**WORK TO COMPLETE:** Could you convert the items into a two-column CSV with the columns "item_text" and "answer", one row per item? Start at the line containing "If it's not too much trouble, could you detect the white" and stop after the line containing "[0,0,426,204]", quoting each field and replacing line breaks with spaces.

**DATA ENTRIES:**

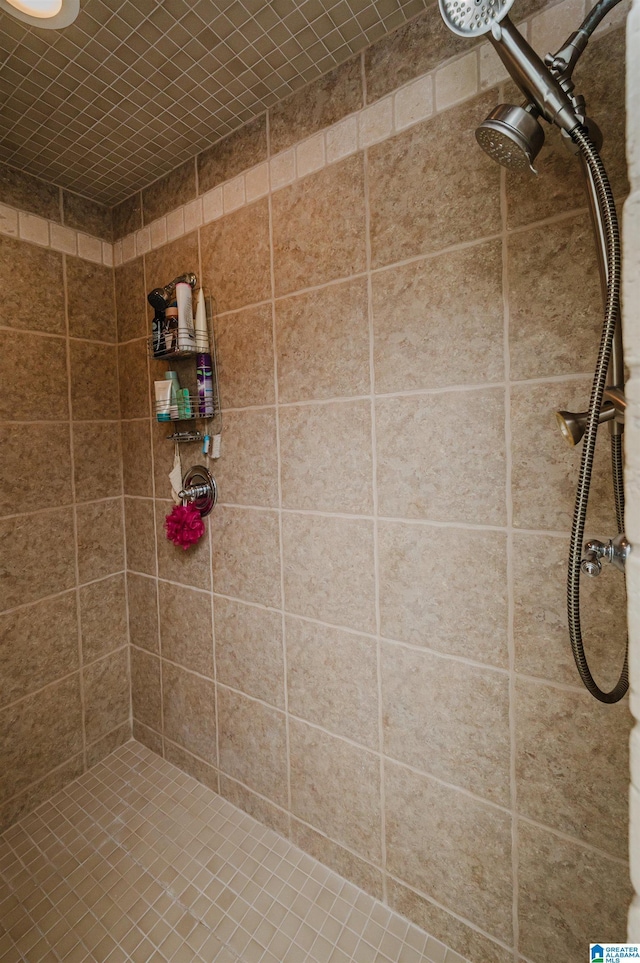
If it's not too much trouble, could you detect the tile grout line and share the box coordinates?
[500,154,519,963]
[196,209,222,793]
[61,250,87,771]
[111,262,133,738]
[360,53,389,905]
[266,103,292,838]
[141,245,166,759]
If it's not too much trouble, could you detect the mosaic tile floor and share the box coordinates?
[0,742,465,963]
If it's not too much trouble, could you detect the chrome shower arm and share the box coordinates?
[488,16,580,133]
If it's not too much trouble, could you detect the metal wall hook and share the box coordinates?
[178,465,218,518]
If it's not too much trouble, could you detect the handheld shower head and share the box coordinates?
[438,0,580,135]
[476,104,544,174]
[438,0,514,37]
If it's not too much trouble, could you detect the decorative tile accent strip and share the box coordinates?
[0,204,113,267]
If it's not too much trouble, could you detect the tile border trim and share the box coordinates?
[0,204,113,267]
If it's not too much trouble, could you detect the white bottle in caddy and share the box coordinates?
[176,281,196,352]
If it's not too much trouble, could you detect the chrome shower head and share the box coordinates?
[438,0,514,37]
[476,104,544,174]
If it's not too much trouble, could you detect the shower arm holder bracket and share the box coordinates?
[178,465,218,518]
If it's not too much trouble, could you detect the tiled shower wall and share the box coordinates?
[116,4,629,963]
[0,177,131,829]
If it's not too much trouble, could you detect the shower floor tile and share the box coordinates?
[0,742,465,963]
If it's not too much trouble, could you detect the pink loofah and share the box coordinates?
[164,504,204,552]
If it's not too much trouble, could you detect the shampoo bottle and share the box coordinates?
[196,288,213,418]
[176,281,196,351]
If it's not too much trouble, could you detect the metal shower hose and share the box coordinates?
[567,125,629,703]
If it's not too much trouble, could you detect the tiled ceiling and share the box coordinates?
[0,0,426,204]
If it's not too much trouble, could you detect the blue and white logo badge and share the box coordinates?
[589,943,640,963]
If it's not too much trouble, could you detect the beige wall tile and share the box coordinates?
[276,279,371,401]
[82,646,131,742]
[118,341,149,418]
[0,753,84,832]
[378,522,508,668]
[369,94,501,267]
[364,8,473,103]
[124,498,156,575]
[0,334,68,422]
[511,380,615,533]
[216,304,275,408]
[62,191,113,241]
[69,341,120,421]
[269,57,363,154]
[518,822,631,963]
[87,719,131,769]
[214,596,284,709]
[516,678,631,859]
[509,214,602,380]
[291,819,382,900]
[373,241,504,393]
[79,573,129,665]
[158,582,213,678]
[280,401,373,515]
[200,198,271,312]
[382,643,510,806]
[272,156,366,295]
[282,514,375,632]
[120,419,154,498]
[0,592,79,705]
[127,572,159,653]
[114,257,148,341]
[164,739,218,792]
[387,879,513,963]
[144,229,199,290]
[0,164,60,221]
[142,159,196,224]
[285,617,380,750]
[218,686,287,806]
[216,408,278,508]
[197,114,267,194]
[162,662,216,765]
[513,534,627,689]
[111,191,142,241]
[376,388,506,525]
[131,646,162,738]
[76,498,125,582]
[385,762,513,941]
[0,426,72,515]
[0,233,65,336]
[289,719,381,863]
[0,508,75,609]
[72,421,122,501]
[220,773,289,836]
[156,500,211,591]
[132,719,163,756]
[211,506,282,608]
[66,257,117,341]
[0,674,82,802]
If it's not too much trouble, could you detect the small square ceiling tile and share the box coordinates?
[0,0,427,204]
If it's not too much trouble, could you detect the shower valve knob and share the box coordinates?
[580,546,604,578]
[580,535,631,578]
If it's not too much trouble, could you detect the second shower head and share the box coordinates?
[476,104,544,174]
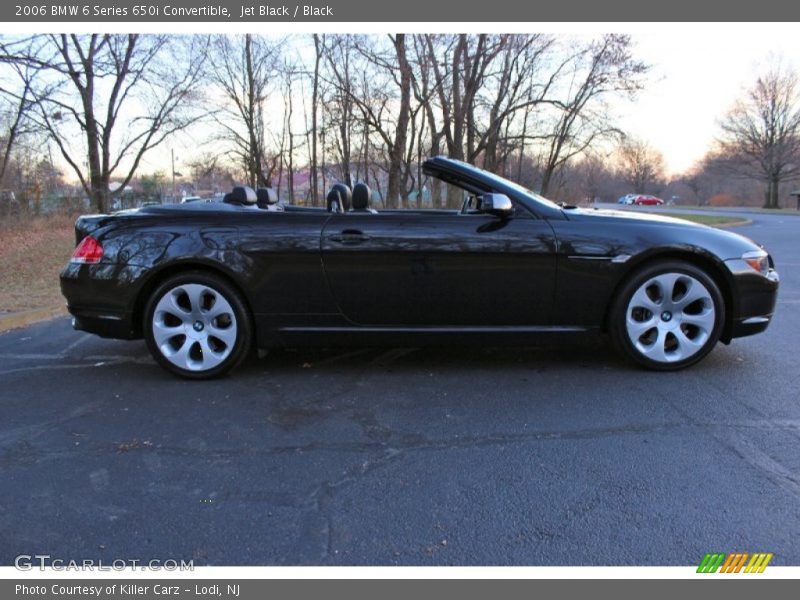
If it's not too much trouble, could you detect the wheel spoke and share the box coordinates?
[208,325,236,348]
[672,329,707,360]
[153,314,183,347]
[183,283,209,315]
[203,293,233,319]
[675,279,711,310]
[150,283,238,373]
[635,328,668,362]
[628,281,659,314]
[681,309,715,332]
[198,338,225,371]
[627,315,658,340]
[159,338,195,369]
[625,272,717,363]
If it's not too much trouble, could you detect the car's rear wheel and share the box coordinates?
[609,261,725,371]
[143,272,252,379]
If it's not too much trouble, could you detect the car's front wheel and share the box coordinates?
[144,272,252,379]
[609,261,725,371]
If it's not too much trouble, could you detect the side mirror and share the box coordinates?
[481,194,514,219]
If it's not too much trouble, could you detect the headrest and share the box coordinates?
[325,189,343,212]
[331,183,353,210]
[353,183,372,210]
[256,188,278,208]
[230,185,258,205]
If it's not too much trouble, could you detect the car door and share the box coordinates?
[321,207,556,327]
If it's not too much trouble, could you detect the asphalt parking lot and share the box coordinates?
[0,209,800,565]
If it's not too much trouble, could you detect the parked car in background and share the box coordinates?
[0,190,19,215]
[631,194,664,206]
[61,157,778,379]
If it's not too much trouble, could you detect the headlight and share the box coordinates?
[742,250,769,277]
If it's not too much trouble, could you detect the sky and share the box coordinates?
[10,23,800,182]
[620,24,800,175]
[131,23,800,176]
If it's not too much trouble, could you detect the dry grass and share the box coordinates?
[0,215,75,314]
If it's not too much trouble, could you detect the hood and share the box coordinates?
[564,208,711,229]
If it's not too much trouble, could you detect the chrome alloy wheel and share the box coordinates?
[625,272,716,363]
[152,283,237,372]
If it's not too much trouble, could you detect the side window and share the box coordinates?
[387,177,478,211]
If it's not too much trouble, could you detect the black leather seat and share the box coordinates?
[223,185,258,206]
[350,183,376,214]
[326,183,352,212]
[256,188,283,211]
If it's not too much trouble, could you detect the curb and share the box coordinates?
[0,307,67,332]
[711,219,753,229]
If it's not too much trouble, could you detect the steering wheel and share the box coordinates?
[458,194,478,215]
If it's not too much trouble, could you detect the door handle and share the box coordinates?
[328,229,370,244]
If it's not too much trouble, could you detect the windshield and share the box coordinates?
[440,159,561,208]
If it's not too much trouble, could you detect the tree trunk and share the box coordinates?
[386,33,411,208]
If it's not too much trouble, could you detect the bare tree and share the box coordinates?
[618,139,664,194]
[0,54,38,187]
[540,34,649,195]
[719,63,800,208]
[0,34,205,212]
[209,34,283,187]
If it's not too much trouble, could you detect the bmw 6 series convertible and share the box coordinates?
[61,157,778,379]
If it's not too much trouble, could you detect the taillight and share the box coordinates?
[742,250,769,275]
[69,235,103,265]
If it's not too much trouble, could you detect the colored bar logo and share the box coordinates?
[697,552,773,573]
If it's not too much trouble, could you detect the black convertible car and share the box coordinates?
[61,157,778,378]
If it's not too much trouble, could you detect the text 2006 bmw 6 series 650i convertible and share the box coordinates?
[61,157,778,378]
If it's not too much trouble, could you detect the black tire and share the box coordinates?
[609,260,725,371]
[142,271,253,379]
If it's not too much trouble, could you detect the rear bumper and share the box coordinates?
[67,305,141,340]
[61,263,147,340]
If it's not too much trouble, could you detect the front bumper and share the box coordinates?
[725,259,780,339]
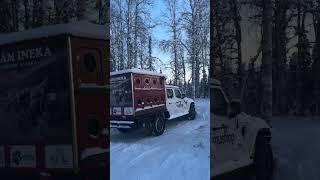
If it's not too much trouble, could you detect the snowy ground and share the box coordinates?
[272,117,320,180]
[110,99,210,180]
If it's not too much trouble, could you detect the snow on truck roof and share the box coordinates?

**EXPECTED ANSWER:**
item_text,answer
"If it's not too much trouble, could you detect the white bottle in caddy and share the box coordinates?","[176,281,196,352]"
"If it's not too much trouble, could you detect the chrome shower head and share the box coordinates?","[438,0,514,37] [476,104,544,174]"
"If it's not too much trouble, could you detect the shower arm holder bracket and share the box coordinates?","[178,465,218,518]"
"If it's not too much trouble, could you detect the tiled shower wall and share the box coordinates?","[116,4,629,963] [0,177,131,829]"
"If it's not too much trouble, could you detect the shower floor tile and share the box coordinates?","[0,742,465,963]"
"If it's not too much trouble, could you detect the pink loofah and share the box coordinates?","[164,504,204,552]"
"If it's not too much trouble, could you detect the shampoo bottle and share the box coordinates?","[196,288,213,418] [176,281,196,351]"
"If it's not too much trouble, could you detect the metal shower hose and share the box coordinates?","[567,125,629,703]"
"If it's not too much trouble, could you detect the tiled ceiling and share the box coordinates?","[0,0,426,204]"